* **STATED TASK A**
Answer these questions from the text on sprint planning, one answer per line, marked the same way:
(i) What limit does the text suggest for the length of the sprint planning meeting?
(ii) Who normally comes up with the sprint goal?
(iii) What is the most important question to ask during the sprint review?

* **TEXT SHOWN**
◇ ◇ ◇ ◇ ◇

Jaa


Scrum and best practices

TFS 2018

Sprint planning meetings

Much of sprint planning involves a negotiation between the product owner and the team to determine the focus and work to tackle in the upcoming sprint. It's useful to time-box the planning meeting, restricting it to 4 hours or less.

In the first part of the meeting, your product owner meets with your team to discuss the user stories that might be included in the sprint. Your product owner shares information and answers any questions that your team has about those stories. This conversation might reveal details such as data sources and user interface layout. Or it might reveal response time expectations, and considerations for security and usability. Your team should capture these details within the backlog items form. During this part of the meeting, your team learns what it must build.

As you plan your sprints, you may discover other requirements to capture and add to your backlog. Make sure it's well defined and in priority order.

Also, setting a sprint goal as part of your planning efforts can help the team stay focused on what's most important for each sprint.

After you've planned your sprint, you may want to share the plan with key stakeholders.

You can learn more from these resources:

Set sprint goals

Scrum teams use sprint goals to focus their sprint activities. They often set this goal during their sprint planning meeting. The goal summarizes what the team wants to accomplish by the end of the sprint. By explicitly stating the goal, you create shared understanding within the team of the core purpose. The sprint goal can also help guide the team when conflicts arise around priorities.

Tips from the trenches: Define sprint goals

The sprint goal defines what the product owner and the team consider as the ultimate target to accomplish that sprint. It's not a random selection of backlog items that don't really have a relationship, but a short piece of text that captures what the team should try to accomplish. Normally the product owner comes up with the sprint goal before selecting many items for the next sprint. The items for that sprint should all fit that common goal.

Sprint goals can be feature oriented, but might also have a large process component such as deployment automation or test automation.

For example:

  • This sprint we'll focus on a simple user story. We'll use it to prove that the proposed solution works.
  • This sprint revolves around implementing the security features that properly secure the administration section of the website.
  • This sprint is about integrating the most important payment gateways so that we can start collecting money.

Setting the sprint goals helps the team to stay focused. It makes it easier to define priority of tasks within a sprint and it probably helps limit the number of stakeholders and end users that are involved.

During the sprint review, the most important question you should ask yourself is whether you managed to achieve the sprint goal. How many stories you completed comes second. If the goal is accomplished, the sprint succeeds, even if not all stories were finished.

◇ ◇ ◇ ◇ ◇

* **MATERIAL TO PROCESS**

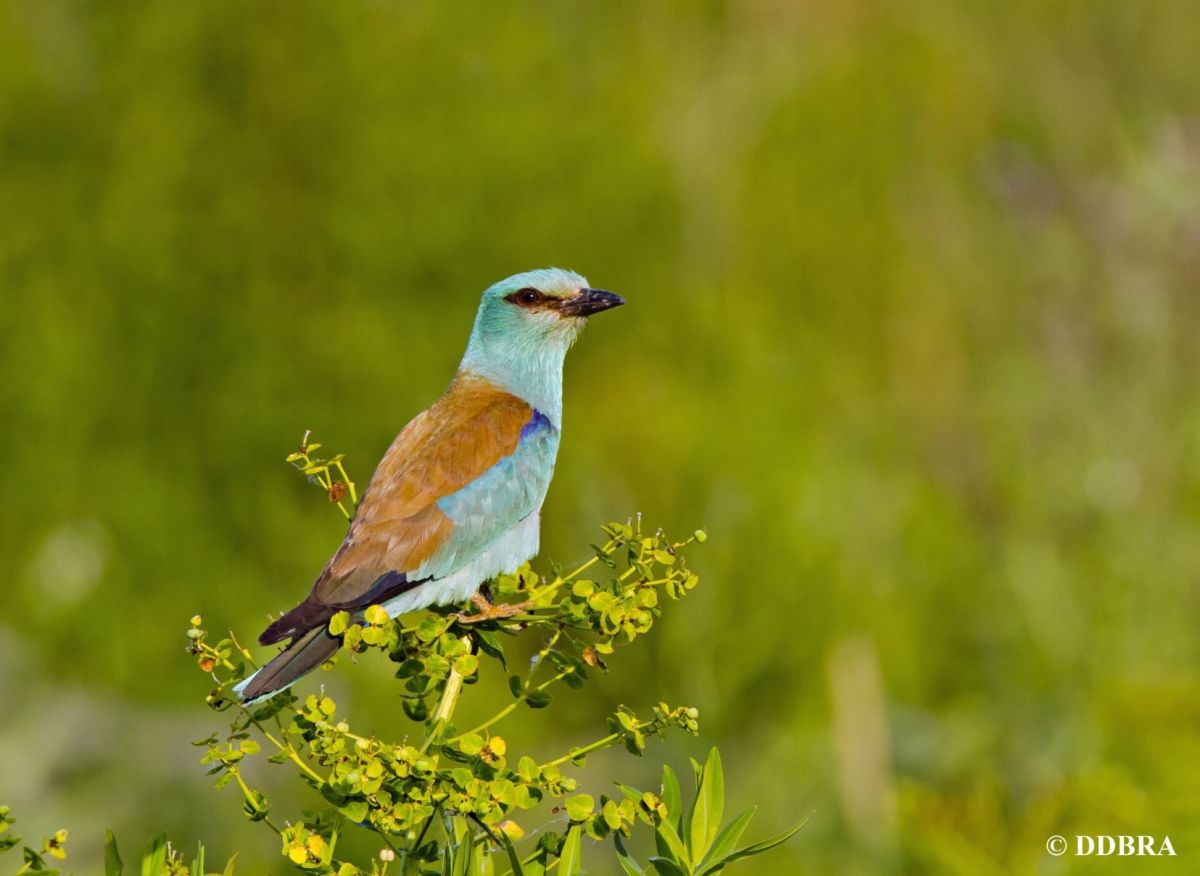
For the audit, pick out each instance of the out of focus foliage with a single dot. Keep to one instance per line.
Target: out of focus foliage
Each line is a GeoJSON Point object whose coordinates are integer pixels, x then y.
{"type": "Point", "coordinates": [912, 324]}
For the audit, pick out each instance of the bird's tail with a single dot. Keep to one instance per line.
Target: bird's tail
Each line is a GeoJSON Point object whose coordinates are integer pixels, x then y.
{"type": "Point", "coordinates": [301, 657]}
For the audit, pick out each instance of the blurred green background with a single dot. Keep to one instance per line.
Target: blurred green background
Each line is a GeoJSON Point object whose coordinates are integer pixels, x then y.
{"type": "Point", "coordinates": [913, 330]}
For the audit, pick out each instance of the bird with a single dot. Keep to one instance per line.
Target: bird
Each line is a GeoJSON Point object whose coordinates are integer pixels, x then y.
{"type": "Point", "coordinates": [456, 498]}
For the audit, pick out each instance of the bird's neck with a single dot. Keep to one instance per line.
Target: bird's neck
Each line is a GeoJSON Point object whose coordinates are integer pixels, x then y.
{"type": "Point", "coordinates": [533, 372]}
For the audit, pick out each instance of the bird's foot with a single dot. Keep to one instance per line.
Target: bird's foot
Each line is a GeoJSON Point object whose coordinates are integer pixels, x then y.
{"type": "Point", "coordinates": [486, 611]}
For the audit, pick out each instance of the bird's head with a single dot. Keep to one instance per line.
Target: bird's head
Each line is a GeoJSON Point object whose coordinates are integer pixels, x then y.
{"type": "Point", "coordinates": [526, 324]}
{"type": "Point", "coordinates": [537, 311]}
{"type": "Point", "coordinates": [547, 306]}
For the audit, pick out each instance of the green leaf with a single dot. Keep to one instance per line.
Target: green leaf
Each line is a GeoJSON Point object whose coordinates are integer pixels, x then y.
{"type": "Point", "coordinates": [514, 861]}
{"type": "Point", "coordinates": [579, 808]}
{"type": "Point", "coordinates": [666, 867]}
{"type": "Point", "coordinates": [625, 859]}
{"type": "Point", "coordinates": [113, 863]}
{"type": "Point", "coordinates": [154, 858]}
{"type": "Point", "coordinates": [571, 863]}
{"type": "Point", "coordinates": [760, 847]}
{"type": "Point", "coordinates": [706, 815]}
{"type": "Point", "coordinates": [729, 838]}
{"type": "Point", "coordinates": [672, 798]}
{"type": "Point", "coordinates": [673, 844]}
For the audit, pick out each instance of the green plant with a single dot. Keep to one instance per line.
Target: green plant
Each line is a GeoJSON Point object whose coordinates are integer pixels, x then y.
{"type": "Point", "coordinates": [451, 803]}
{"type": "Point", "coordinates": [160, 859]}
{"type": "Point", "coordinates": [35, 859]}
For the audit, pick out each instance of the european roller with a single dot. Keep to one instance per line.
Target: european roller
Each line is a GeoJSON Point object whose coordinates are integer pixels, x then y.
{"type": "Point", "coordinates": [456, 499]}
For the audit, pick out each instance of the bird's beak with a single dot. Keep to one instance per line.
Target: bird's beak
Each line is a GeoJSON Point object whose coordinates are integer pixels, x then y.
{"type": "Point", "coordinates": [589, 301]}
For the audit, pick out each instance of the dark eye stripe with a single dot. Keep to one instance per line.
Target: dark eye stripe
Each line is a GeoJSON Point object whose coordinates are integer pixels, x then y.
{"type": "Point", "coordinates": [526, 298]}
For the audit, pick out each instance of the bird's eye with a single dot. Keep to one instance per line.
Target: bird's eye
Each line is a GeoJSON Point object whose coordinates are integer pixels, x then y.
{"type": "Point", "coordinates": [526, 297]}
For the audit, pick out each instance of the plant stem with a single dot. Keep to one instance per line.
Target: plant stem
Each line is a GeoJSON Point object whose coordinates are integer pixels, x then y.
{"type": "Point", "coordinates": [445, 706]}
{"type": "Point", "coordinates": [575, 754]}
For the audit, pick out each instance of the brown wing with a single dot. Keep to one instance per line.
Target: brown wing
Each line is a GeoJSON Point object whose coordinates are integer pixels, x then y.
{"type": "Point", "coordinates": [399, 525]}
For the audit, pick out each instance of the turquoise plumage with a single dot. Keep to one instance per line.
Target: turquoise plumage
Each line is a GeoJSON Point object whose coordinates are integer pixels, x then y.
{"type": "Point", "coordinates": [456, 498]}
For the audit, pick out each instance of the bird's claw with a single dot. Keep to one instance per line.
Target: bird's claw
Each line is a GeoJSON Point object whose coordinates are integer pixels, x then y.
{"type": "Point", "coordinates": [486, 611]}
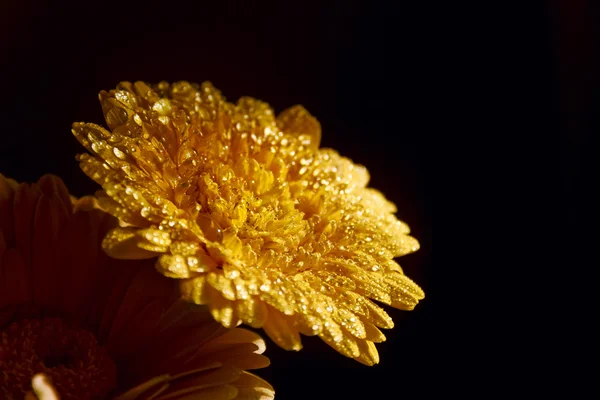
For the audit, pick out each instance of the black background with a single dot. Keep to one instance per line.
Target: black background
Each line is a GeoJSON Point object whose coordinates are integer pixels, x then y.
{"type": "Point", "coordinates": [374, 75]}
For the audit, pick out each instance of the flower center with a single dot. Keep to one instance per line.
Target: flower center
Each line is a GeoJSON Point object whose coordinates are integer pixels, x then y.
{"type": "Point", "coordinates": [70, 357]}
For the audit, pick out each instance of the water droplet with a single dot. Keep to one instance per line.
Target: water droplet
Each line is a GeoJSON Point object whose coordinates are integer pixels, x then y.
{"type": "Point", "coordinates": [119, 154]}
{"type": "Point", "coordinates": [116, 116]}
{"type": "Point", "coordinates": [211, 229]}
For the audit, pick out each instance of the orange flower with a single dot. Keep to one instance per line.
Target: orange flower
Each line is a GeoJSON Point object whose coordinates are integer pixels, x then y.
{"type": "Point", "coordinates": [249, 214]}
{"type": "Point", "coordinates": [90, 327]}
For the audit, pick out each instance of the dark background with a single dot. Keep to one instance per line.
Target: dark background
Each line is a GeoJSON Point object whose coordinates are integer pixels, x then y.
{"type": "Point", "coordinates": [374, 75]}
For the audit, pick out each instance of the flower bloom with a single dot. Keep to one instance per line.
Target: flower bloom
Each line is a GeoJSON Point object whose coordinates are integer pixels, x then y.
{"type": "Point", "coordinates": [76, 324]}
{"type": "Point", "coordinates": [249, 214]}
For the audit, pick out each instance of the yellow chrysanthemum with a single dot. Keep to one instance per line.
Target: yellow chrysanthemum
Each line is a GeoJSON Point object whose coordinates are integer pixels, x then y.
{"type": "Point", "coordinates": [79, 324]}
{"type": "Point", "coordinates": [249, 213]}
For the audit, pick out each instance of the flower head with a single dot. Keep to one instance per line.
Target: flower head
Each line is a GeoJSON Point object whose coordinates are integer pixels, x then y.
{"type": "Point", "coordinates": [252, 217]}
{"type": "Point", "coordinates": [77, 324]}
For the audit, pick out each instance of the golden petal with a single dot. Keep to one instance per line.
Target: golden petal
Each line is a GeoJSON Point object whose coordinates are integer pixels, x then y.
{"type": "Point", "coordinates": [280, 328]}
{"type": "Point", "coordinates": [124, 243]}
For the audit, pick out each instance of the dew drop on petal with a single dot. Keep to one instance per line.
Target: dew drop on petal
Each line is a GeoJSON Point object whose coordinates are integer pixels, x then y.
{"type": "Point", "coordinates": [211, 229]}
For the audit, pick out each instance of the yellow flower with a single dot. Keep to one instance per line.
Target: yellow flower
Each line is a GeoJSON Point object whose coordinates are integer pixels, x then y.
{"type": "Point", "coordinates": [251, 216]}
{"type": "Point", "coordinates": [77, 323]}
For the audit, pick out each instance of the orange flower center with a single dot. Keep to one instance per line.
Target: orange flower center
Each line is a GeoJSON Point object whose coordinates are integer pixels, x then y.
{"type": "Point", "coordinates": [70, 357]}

◇ ◇ ◇ ◇ ◇

* **STATED TASK B**
Rewrite the records from the line containing "For the audit, pick out each instance of the yellow flower" through the end of the records, requests included, and increase every coordinate in the answers by 51.

* **EXERCISE OUTPUT A**
(i) 4 hours or less.
(ii) The product owner.
(iii) Whether you managed to achieve the sprint goal.

* **EXERCISE OUTPUT B**
For the audit, pick out each instance of the yellow flower with a single dot. Keep to one instance per line.
Target: yellow flower
Each line is a GeoJSON Point object whose coordinates are integer pixels, x then y.
{"type": "Point", "coordinates": [302, 267]}
{"type": "Point", "coordinates": [128, 374]}
For the audit, pick out each instance of the orange flower center with a single dot. Keep to one instance per line.
Target: orange flower center
Each line is a GeoJSON Point object whose coordinates are integer pixels, x then y.
{"type": "Point", "coordinates": [121, 408]}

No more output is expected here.